→ **MATERIAL PROVIDED**:
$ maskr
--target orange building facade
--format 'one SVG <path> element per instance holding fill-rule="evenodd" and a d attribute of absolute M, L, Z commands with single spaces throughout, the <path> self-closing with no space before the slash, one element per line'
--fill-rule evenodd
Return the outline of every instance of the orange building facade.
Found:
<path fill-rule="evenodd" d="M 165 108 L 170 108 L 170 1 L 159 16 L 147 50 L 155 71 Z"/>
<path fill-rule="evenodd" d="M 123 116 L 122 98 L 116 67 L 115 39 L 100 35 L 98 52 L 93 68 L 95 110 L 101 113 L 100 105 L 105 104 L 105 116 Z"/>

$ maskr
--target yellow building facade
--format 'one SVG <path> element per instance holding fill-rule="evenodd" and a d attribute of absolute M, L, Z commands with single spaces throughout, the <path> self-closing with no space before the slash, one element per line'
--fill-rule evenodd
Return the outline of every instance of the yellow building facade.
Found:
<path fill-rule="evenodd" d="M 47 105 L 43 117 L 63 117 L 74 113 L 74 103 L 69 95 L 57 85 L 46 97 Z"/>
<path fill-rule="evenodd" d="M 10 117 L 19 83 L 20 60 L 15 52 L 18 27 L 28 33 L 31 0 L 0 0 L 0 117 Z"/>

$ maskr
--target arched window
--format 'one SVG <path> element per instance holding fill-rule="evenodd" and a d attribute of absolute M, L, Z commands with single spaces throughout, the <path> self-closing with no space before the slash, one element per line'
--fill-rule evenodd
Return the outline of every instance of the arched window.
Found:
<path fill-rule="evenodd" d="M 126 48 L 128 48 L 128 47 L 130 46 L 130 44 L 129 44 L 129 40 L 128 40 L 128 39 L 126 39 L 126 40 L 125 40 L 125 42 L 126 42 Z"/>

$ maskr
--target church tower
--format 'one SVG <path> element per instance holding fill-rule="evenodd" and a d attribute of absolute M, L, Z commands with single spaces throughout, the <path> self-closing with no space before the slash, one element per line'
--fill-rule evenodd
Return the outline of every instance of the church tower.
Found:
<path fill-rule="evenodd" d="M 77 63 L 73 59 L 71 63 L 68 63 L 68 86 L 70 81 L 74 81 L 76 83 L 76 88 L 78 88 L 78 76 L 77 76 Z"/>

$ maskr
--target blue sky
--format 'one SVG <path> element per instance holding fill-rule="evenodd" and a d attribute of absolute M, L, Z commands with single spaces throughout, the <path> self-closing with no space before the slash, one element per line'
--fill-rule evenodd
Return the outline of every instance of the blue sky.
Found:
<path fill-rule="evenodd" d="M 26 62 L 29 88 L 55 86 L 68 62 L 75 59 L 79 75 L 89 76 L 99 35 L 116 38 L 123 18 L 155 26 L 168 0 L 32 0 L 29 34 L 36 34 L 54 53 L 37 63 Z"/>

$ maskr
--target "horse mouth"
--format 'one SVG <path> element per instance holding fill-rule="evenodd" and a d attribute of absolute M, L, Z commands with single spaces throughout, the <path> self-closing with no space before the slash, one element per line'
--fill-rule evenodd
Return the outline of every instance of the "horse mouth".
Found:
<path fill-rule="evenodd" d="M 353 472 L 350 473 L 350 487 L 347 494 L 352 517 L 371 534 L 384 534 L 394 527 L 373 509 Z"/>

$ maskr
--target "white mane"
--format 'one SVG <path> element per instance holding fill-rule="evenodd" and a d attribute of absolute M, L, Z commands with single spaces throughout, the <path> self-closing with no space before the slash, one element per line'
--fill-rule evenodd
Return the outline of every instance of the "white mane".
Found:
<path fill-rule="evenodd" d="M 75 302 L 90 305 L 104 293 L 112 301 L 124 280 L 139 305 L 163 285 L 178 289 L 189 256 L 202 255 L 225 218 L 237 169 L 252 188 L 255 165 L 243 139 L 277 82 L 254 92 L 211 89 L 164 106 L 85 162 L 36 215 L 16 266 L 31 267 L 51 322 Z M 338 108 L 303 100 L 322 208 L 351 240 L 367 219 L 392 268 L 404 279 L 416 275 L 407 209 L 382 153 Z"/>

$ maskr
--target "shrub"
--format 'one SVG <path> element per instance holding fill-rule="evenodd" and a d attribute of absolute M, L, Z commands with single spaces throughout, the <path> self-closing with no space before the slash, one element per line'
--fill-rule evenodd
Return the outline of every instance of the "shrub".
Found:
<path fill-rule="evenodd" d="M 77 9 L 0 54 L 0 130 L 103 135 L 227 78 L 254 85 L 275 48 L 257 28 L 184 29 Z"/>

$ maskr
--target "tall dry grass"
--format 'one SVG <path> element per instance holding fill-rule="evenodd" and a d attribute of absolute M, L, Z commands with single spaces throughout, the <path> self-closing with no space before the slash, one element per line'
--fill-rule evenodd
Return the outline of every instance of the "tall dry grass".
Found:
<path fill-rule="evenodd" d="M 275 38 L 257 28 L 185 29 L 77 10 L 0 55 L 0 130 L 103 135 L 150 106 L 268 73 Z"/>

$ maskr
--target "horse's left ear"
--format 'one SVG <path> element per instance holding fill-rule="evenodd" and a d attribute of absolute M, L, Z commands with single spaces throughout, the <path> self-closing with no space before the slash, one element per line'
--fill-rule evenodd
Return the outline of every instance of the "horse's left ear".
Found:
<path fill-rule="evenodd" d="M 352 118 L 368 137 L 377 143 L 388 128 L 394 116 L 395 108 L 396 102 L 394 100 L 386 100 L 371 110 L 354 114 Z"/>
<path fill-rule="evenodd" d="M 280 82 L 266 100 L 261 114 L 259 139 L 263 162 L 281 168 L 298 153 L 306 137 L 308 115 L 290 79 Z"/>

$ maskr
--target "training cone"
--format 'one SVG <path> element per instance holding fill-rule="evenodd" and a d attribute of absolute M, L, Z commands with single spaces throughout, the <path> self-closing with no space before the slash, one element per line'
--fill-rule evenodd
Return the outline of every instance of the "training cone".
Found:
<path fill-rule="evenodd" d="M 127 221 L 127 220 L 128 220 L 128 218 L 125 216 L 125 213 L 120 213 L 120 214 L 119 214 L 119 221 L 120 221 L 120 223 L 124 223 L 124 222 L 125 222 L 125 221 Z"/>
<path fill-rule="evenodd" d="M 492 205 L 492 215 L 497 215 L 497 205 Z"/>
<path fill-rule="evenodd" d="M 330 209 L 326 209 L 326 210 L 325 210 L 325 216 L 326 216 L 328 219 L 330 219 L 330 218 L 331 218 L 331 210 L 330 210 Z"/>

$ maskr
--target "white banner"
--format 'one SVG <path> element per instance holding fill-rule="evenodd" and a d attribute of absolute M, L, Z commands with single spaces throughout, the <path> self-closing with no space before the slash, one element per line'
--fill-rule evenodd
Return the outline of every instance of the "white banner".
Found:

→ **REQUIRED ACTION**: Please give the material above once more, unchanged.

→ **COMPLETED EXERCISE**:
$ maskr
--target orange building facade
--format 'one SVG <path> element per instance holding fill-rule="evenodd" and a d attribute of absolute M, L, Z commands with single spaces throughout, the <path> self-closing with no space before the slash, one element per line'
--fill-rule evenodd
Return the outline of every instance of the orange building facade.
Found:
<path fill-rule="evenodd" d="M 165 108 L 170 108 L 170 1 L 159 16 L 147 50 L 155 71 Z"/>
<path fill-rule="evenodd" d="M 123 116 L 122 98 L 116 67 L 115 39 L 100 35 L 98 52 L 93 68 L 95 110 L 101 113 L 100 105 L 105 104 L 105 116 Z"/>

$ maskr
--target yellow building facade
--format 'one SVG <path> element per instance holding fill-rule="evenodd" and a d attribute of absolute M, L, Z commands with single spaces throughout, the <path> self-closing with no space before the slash, one element per line'
--fill-rule evenodd
Return the outline of every instance of the yellow building facade.
Found:
<path fill-rule="evenodd" d="M 47 105 L 43 117 L 63 117 L 74 113 L 74 103 L 69 95 L 57 85 L 46 97 Z"/>
<path fill-rule="evenodd" d="M 10 117 L 19 83 L 20 60 L 15 52 L 18 27 L 28 33 L 31 0 L 0 0 L 0 117 Z"/>

$ maskr
--target arched window
--format 'one SVG <path> element per instance holding fill-rule="evenodd" and a d attribute of absolute M, L, Z commands with single spaces throughout, the <path> self-closing with no space before the slash, one element per line'
--fill-rule evenodd
Return the outline of every instance of the arched window.
Found:
<path fill-rule="evenodd" d="M 126 48 L 128 48 L 128 47 L 130 46 L 130 44 L 129 44 L 129 40 L 128 40 L 128 39 L 126 39 L 126 40 L 125 40 L 125 42 L 126 42 Z"/>

$ maskr
--target church tower
--format 'one SVG <path> element per instance holding fill-rule="evenodd" and a d attribute of absolute M, L, Z commands with single spaces throughout, the <path> self-closing with no space before the slash, one element per line'
--fill-rule evenodd
Return the outline of every instance of the church tower.
Found:
<path fill-rule="evenodd" d="M 77 63 L 73 59 L 71 63 L 68 63 L 68 86 L 70 81 L 74 81 L 76 83 L 76 88 L 78 88 L 78 76 L 77 76 Z"/>

$ maskr
--target blue sky
--format 'one SVG <path> element per instance holding fill-rule="evenodd" and a d attribute of absolute M, L, Z commands with single spaces throughout, the <path> self-closing with no space before the slash, one element per line'
--fill-rule evenodd
Return the outline of every instance of the blue sky.
Found:
<path fill-rule="evenodd" d="M 26 62 L 29 88 L 55 86 L 68 62 L 75 59 L 79 75 L 89 76 L 99 35 L 116 38 L 123 18 L 155 26 L 168 0 L 32 0 L 29 34 L 36 34 L 54 53 L 37 63 Z"/>

$ maskr
--target "horse mouth"
--format 'one SVG <path> element per instance holding fill-rule="evenodd" and a d attribute of absolute M, L, Z commands with single spaces throughout, the <path> self-closing with no space before the slash, one element per line'
--fill-rule evenodd
Return the outline of every instance of the "horse mouth".
Found:
<path fill-rule="evenodd" d="M 353 472 L 350 473 L 350 487 L 347 494 L 352 517 L 371 534 L 384 534 L 394 527 L 373 509 Z"/>

$ maskr
--target "white mane"
--format 'one SVG <path> element per instance holding fill-rule="evenodd" and a d attribute of absolute M, L, Z commands with single spaces throughout, the <path> self-closing with no space before the slash, one element per line'
--fill-rule evenodd
Return the outline of every instance of the "white mane".
Found:
<path fill-rule="evenodd" d="M 75 302 L 90 305 L 104 293 L 112 301 L 124 280 L 139 305 L 163 285 L 178 289 L 189 256 L 202 255 L 225 218 L 237 169 L 252 188 L 255 165 L 243 139 L 277 82 L 254 92 L 211 89 L 164 106 L 85 162 L 36 215 L 16 266 L 31 267 L 51 322 Z M 338 108 L 303 100 L 322 208 L 351 240 L 367 219 L 392 268 L 404 279 L 416 275 L 407 209 L 382 153 Z"/>

$ maskr
--target "shrub"
--format 'one SVG <path> element per instance holding fill-rule="evenodd" and a d attribute of absolute M, L, Z commands with single spaces throughout, the <path> self-closing with no space before the slash, one element per line'
--fill-rule evenodd
Return the outline of every instance of the "shrub".
Found:
<path fill-rule="evenodd" d="M 77 9 L 0 54 L 0 130 L 103 135 L 227 78 L 254 85 L 275 48 L 257 28 L 184 29 Z"/>

$ maskr
--target "tall dry grass"
--format 'one SVG <path> element per instance holding fill-rule="evenodd" and a d attribute of absolute M, L, Z commands with single spaces throughout, the <path> self-closing with no space before the slash, one element per line'
--fill-rule evenodd
Return the outline of every instance of the "tall dry grass".
Found:
<path fill-rule="evenodd" d="M 275 38 L 257 28 L 185 29 L 77 10 L 0 55 L 0 130 L 103 135 L 150 106 L 268 73 Z"/>

$ maskr
--target "horse's left ear"
--format 'one SVG <path> element per instance holding fill-rule="evenodd" and a d attribute of absolute M, L, Z commands with single spaces throughout, the <path> self-closing with no space before the slash, one element per line'
--fill-rule evenodd
Return the outline of every instance of the "horse's left ear".
Found:
<path fill-rule="evenodd" d="M 352 118 L 368 137 L 377 143 L 388 128 L 394 116 L 395 108 L 396 102 L 394 100 L 386 100 L 371 110 L 354 114 Z"/>
<path fill-rule="evenodd" d="M 280 82 L 266 100 L 261 114 L 259 139 L 263 162 L 281 168 L 298 153 L 306 137 L 308 115 L 290 79 Z"/>

$ maskr
--target "training cone"
--format 'one SVG <path> element per instance holding fill-rule="evenodd" and a d attribute of absolute M, L, Z commands with single spaces throughout, the <path> self-closing with no space before the slash, one element per line'
--fill-rule evenodd
Return the outline of every instance of the "training cone".
Found:
<path fill-rule="evenodd" d="M 127 221 L 127 220 L 128 220 L 128 218 L 125 216 L 125 213 L 120 213 L 120 214 L 119 214 L 119 221 L 120 221 L 120 223 L 124 223 L 124 222 L 125 222 L 125 221 Z"/>
<path fill-rule="evenodd" d="M 492 205 L 492 215 L 497 215 L 497 205 Z"/>
<path fill-rule="evenodd" d="M 330 209 L 326 209 L 326 210 L 325 210 L 325 216 L 326 216 L 328 219 L 330 219 L 330 218 L 331 218 L 331 210 L 330 210 Z"/>

$ maskr
--target "white banner"
--format 'one SVG <path> element per instance holding fill-rule="evenodd" and a d attribute of absolute M, L, Z commands with single spaces throughout, the <path> self-closing with no space before the slash, one element per line'
--fill-rule evenodd
Return the outline of every instance of the "white banner".
Found:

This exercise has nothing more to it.